I assumed that the status quo is to some extent the only option due to the way the licensing works i.e. that even though Avogadro is packaged with the Open Babel binary, because it is GPL licensed it can only be used via system calls and the Python bindings can thus not be included in the base install. Whereas if the user installs the Python bindings themselves it’s ok.

And I understood from your previous posts related to xtb that any script for use with the framework couldn’t rely on system calls as they would be too slow for the live optimization functionality. Meaning only hard-coded (LJ) forcefields or ones using Python libraries (openbabel, xtb-python) are really fit-for-purpose.

Yes, that’s the idea.

Open Babel has a program obmm which is little used, but provides direct access to the MM force fields:

• load file
• set force field
• calculate energy
• calculate gradients
• update coordinates
• repeat

In principal, this is exactly what the various Python scripts do in the new framework. The challenge has been synchronizing the “write command, get response” communication with obmm … debugging synchronized communication is the pain point.

I feel confident I can get that fixed up.

Failing that, there are a few approaches for the near term for 1.99 to make sure it all gets merged together. (I’ll probably still keep the Open Babel menu, since its “Perceive Bond Orders” code is still better tested.)

BTW, please excuse delays / low communication. January has been incredibly busy for me with the start of the semester, etc.

• **Required action**
In the forum thread, which steps are listed for the Open Babel program obmm? The material after this point is separate from the forum thread.

• **Raw data**

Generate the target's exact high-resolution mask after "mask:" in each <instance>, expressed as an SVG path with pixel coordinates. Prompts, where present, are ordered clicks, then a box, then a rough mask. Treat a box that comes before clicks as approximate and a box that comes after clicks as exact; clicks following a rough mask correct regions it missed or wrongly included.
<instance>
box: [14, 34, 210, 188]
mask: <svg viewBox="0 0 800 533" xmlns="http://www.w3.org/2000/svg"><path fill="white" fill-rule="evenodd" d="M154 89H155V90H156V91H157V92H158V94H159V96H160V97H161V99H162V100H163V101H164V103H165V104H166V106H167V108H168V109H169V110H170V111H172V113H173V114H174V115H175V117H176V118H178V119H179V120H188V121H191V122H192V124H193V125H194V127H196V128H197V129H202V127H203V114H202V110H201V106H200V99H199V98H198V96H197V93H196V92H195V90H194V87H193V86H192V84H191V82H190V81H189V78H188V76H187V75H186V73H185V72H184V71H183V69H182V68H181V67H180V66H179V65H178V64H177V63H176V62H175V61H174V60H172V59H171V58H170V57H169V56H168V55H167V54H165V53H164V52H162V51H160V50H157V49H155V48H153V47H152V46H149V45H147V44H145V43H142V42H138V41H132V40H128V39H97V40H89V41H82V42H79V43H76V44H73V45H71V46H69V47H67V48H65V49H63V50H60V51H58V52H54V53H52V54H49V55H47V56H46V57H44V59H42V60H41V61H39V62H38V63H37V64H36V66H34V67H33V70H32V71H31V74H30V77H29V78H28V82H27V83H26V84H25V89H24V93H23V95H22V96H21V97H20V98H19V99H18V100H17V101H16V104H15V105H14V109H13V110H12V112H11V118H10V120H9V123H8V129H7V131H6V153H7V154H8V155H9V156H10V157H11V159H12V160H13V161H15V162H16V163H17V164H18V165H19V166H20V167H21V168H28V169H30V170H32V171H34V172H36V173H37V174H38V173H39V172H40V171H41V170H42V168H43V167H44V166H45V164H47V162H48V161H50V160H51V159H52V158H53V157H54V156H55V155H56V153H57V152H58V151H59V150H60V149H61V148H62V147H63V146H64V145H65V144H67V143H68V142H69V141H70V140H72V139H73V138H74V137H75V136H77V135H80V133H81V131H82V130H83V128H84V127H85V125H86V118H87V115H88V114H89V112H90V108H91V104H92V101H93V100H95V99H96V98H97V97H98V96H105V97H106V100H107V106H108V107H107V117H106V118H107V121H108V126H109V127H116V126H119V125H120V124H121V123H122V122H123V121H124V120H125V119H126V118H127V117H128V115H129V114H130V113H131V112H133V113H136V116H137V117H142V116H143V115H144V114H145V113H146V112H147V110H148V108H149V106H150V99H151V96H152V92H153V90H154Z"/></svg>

• **Expected answer**
Load file, set force field, calculate energy, calculate gradients, update coordinates, repeat.